C’est toute la question des gens qui, lors de la deuxième
Intifida, commencée en 1999-2000, sympathisaient et soutenaient
la cause palestinienne sans s’impliquer dans tous ses aspects,
par exemple dans le dossier des réfugiés palestiniens.
Donc en 2002, la société civile palestinienne et ses
organisations ont lancé l’appel pour la campagne BDS pour
rassembler tous ces soutiens. Il s’agissait d’abord
d’indiquer un axe principal autour duquel se regrouper. Il est
composé des trois demandes, basées sur le droit
international :

1. Fin de l’occupation et démantèlement du mur ; 2. égalité complète des citoyen∙ne∙s palestiniens au sein d’Israël ; 3. Droit de retour des réfugié∙e∙s palestiniens.

Les citoyen∙ne∙s qui soutiennent cet appel viennent de tous les
horizons politiques ; l’appel est soutenu par tous les
partis politiques, toutes les organisations syndicales, toutes les
organisations de femmes, toutes les organisations de
réfugié∙e∙s et bien d’autres encore.

Au niveau international, quel est le soutien apporté par les organisations du mouvement ouvrier ?

Le soutien le plus important de la campagne BDS est venu des
organisations syndicales. L’écho le plus immédiat
après le lancement de l’appel est venu de la
confédération syndicale sud-africaine COSATU ; une
année après ce fut le tour du Syndicat canadien de la
fonction publique, puis de celui du Syndicat des travailleuses et des
travailleurs des postes du Canada et, il y a deux ans, des syndicats
des services publics d’Irlande du Nord, de la
Confédération syndicale irlandaise et de celle
d’Ecosse, ainsi que les syndicats britanniques. Ensemble, ces
organisations représentent plus de dix millions de membres. Les
actions les plus directes ont été menées par les
syndicats. Ainsi, juste après les massacres dans la bande de
Gaza, il y a dix-huit mois, les dockers sud-africains ont lancé
un boycott des bateaux israéliens en Afrique du Sud ;
ensuite, les dockers australiens ont relayé cette action. Hier,
le comité palestinien de la campagne BDS a lancé un appel
à tous les syndicats de dockers dans le monde pour qu’ils
boycottent les navires israéliens. [appel repris par les dockers
suédois, ndlr]

    Parallèlement, des autres canaux de
mobilisation existent dans les Eglises, les organisations
étudiantes, etc. A un autre niveau, nous venons
d’apprendre que les deux plus grandes chaînes de
supermarché italiennes, Coop et Nordiconad, ont
décidé de ne plus acheter de produits d’Agrexco, le
plus grand exportateur de produits agricoles israéliens. Les
organisations paysannes de France et d’Italie se mobilisent
contre l’arrivée des produits d’Agrexco sur le
marché, car ils proviennent des colonies israéliennes
dans les territoires occupés – qui sont
illégales – et sont vendus à prix
bradés, tout en cherchant à bénéficier des
avantages fiscaux octroyés aux produits israéliens par
l’Union européenne.

__TRAVAIL DEMANDÉ__.
a. Transcrivez le passage du texte sur la campagne BDS qui va de « 1. Fin de l’occupation » jusqu'à « des réfugié∙e∙s palestiniens. ».
b. Reprenez le texte sur la campagne BDS là où il s'arrête et poursuivez-le.

__DONNÉES EXTRAITES__.
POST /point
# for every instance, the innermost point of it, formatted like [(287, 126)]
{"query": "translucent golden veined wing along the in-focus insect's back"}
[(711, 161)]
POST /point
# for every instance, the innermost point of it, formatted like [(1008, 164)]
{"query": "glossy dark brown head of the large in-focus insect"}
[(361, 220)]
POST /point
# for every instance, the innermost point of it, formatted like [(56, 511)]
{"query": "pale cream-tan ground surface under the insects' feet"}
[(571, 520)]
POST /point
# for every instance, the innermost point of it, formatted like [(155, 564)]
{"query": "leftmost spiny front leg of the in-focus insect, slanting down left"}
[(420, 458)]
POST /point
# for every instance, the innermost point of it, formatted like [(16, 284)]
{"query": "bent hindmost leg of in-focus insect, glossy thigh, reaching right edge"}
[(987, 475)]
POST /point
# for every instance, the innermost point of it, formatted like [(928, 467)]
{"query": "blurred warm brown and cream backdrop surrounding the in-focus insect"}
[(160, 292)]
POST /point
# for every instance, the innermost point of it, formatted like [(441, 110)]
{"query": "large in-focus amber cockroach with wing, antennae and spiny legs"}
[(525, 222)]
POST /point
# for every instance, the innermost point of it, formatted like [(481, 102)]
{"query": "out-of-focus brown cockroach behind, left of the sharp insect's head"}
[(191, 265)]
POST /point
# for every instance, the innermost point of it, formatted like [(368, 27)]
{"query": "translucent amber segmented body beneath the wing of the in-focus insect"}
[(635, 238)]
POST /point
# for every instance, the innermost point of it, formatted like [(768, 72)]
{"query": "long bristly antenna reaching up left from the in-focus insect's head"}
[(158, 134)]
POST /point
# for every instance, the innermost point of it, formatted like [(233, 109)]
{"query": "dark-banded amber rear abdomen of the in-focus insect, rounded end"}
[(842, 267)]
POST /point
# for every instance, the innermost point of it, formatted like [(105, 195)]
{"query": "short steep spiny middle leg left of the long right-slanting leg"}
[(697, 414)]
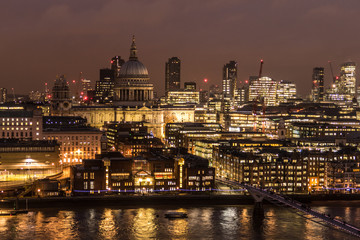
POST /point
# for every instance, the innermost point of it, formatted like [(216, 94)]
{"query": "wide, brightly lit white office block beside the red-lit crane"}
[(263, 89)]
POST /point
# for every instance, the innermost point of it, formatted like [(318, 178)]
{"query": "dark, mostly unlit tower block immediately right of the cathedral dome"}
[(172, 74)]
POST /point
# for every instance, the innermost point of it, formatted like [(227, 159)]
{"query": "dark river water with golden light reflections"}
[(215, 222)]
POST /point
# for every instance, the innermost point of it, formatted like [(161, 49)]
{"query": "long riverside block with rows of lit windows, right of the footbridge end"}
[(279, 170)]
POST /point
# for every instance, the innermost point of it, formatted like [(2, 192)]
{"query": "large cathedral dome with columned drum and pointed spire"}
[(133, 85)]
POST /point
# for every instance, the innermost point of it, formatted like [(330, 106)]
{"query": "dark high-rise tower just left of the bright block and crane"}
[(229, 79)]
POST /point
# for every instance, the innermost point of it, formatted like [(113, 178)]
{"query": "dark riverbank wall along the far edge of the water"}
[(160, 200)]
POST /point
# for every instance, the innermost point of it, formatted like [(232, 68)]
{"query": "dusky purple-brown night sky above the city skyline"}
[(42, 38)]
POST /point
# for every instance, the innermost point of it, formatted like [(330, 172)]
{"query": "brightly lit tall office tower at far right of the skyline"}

__RÉPONSES ATTENDUES__.
a.
1. Fin de l’occupation et démantèlement du mur ; 2. égalité complète des citoyen∙ne∙s palestiniens au sein d’Israël ; 3. Droit de retour des réfugié∙e∙s palestiniens.

b.
Si le boycott des produits commerciaux, à l’image de
celui qui avait été mené contre le régime
d’apartheid de l’Afrique du Sud, semble ne pas poser de
problèmes, le boycott culturel n’est-il pas plus
délicat, dans la mesure où l’on peut estimer que la
culture peut contribuer à développer une conscience
critique de la situation en Israël ?

D’abord, il faut souligner que le boycott universitaire et
culturel n’est pas un boycott individuel. Il ne s’agit pas
de boycotter un artiste parce qu’il est israélien ou de
boycotter un professeur pour la même raison. Il s’agit
d’un boycott institutionnel. Si nous boycottons un film, ce sera
parce qu’il a été financé par des moyens
financiers gouvernementaux. Le boycott a concerné par exemple
des festivals de films organisés directement par les ambassades
israéliennes, afin d’en faire une vitrine pour le
régime. Ou encore le Jerusalem Symphony Orchestra, qui est
pratiquement l’orchestre de l’armée
israélienne et dont nombre de ses musiciens sont des soldats. De
fait, nous centrons prioritairement notre campagne contre tout
l’aspect d’Etat « normal », sympa
et ouvert – ou encore gay friendly, ouvert aux
gays, quand il s’agit de s’adresser à la
communauté homosexuelle – que
développe Israël avec beaucoup d’énergie et de
moyens, cela depuis le massacre de Jénine en 2002. C’est
cette image-là que nous voulons briser. Les artistes ou les
cinéastes sont utilisés par l’Etat israélien
pour blanchir en quelque sorte son image. Nous luttons contre cette
campagne gouvernementale de « rebranding »,
un véritable procédé marketing, qui consiste
à vendre le même produit sous des identités
différentes. C’est un terme couramment utilisé par
les ambassadeurs ou les officiels.

Autre aspect de la campagne BDS, le volet
« D », pour désinvestissement. A-t-il
déjà obtenu des effets ?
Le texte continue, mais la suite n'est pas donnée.